## What you should do
Copy the material word for word, from the line containing "Q: Locate the red and" through the line containing "[91,460,1512,608]", with both of those lines included.

— START Extracted information —

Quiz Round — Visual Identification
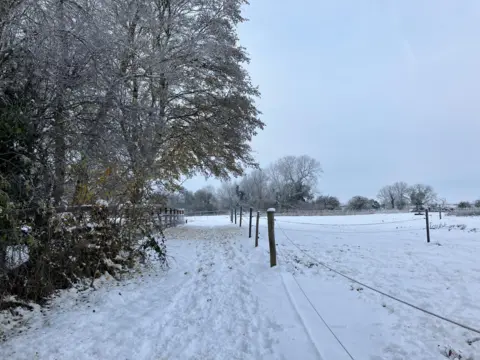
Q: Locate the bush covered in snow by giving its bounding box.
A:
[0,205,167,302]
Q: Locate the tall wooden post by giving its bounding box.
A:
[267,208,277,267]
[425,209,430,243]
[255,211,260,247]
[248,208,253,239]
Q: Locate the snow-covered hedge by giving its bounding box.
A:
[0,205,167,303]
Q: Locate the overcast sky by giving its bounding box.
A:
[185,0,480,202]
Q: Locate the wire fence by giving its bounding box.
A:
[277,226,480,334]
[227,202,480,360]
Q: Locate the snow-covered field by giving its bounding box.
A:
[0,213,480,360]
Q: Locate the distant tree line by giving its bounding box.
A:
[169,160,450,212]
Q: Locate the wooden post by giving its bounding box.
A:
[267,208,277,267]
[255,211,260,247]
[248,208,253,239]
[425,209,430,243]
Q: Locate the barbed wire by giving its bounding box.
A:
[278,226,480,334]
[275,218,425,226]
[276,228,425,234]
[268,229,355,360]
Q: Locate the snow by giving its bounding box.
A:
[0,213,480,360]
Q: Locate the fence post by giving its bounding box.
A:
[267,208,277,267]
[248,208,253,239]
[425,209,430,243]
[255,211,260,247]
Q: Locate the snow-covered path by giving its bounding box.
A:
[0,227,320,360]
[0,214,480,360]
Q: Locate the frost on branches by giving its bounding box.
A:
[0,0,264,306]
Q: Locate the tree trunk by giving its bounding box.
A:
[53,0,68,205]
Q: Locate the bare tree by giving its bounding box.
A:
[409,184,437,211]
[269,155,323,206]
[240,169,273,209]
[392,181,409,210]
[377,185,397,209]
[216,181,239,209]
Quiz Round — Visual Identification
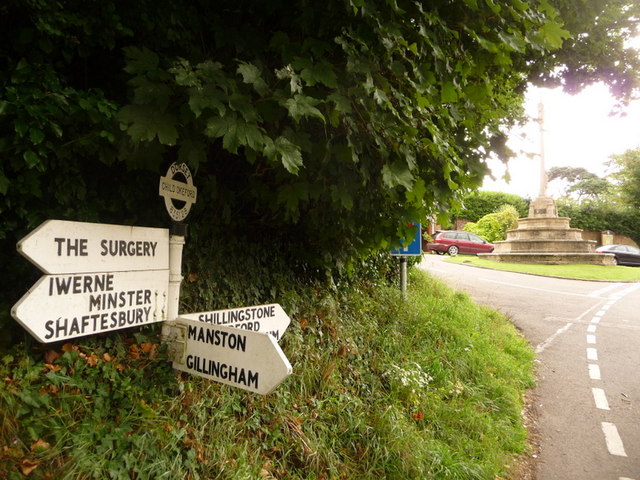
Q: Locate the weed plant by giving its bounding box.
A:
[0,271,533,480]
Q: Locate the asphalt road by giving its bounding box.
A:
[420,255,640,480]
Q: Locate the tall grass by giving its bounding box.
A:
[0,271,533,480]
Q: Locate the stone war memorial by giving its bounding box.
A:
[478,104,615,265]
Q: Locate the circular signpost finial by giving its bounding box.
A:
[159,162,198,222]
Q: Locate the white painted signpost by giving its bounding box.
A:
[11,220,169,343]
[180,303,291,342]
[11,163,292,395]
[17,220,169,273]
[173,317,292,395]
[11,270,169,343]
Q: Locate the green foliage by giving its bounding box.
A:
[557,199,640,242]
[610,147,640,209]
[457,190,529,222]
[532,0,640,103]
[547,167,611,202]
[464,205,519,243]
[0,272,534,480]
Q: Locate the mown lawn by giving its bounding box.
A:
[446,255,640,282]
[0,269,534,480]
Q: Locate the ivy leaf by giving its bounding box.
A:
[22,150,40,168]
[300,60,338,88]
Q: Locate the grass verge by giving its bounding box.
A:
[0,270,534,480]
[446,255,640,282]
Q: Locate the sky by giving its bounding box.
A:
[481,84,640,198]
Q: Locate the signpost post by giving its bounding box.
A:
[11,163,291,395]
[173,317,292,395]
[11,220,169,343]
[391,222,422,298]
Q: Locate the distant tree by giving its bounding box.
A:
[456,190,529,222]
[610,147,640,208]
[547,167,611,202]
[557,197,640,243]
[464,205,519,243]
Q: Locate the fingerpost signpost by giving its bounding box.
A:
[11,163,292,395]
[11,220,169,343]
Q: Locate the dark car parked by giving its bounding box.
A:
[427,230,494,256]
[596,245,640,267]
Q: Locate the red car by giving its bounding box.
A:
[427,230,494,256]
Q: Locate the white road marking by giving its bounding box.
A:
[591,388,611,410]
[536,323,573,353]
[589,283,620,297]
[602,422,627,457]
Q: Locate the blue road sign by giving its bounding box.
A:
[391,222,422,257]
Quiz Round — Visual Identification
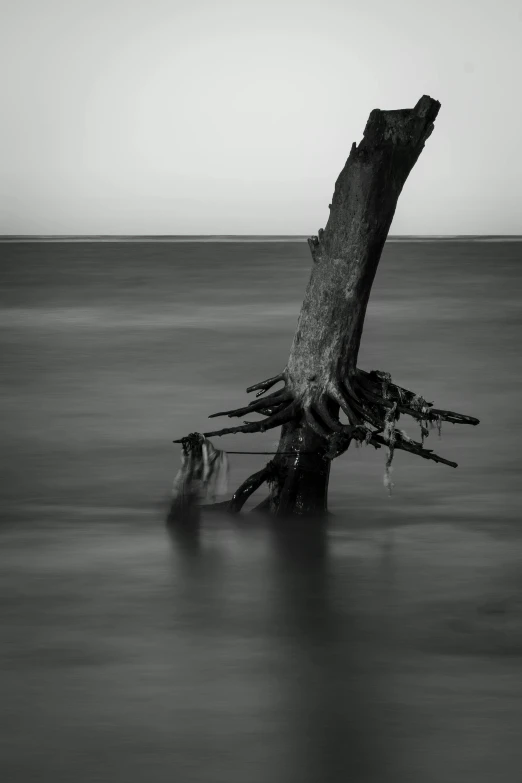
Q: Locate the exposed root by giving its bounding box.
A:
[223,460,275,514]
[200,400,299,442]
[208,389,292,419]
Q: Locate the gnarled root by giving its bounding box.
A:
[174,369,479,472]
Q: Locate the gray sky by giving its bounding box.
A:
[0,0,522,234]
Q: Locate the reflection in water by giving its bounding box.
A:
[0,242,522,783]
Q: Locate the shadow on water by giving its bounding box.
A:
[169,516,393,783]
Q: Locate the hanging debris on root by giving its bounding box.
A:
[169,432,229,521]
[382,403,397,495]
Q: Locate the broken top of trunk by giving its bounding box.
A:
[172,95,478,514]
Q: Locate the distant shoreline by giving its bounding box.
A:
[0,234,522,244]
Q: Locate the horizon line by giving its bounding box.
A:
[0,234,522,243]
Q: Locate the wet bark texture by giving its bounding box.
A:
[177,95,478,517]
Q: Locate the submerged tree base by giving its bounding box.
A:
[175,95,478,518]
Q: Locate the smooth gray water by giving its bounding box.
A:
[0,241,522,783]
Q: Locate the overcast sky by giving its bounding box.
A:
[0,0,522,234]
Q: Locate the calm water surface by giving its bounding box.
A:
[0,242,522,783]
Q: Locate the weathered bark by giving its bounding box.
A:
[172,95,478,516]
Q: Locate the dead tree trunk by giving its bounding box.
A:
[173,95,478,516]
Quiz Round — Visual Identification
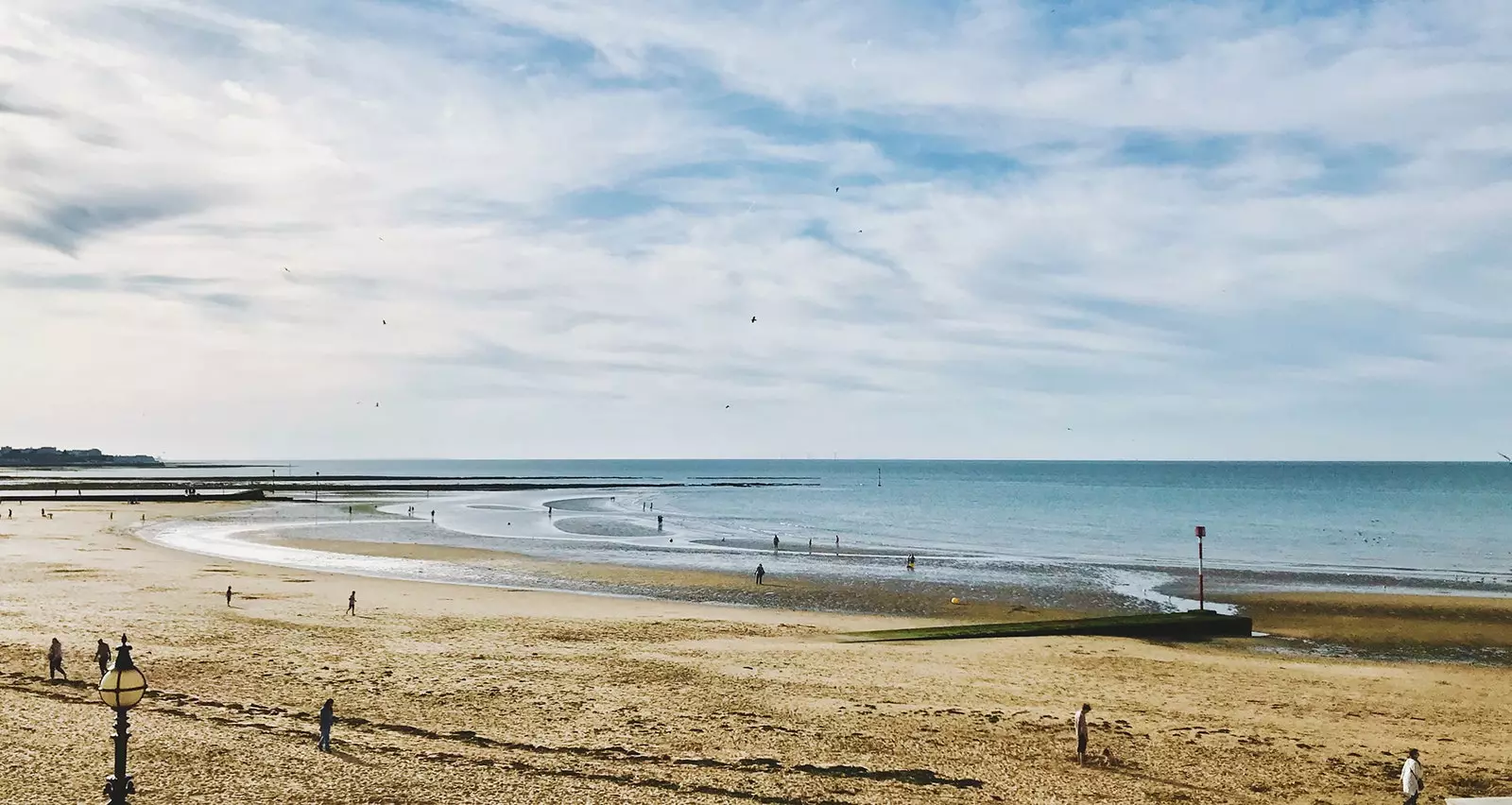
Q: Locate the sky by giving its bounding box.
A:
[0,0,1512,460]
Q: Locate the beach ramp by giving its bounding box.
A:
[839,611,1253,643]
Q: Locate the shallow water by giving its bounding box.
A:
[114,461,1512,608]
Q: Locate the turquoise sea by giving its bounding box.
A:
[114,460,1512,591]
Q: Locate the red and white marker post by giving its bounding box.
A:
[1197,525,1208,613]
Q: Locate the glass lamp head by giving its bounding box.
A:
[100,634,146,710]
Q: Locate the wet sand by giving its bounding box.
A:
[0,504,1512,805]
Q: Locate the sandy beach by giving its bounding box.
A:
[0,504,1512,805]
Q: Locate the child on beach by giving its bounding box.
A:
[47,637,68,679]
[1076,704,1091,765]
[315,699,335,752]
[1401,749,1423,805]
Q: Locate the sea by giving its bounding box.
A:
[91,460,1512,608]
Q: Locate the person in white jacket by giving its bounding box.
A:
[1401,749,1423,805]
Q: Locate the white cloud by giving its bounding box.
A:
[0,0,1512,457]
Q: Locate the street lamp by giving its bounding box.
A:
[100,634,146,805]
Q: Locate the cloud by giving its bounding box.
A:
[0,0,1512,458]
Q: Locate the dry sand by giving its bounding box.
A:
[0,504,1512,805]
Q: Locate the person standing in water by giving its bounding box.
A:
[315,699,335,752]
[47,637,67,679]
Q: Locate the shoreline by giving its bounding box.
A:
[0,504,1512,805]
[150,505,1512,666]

— END Extracted information —

## The completed task
Q: Locate the red and white marker post by giving its bounding box.
A:
[1197,525,1208,613]
Q: Locate the glass lamp head by giving its bounding box.
A:
[100,634,146,710]
Q: Locate the wet sand by giving its bounding box.
A:
[0,504,1512,805]
Q: Locate the sandy beach by giving its bounding box.
A:
[0,504,1512,805]
Q: Locate the child on beach by giving its bounding box.
A:
[47,637,68,679]
[1076,704,1091,765]
[315,699,335,752]
[1401,749,1423,805]
Q: Locate the sea by giving its bounding box.
A:
[91,460,1512,608]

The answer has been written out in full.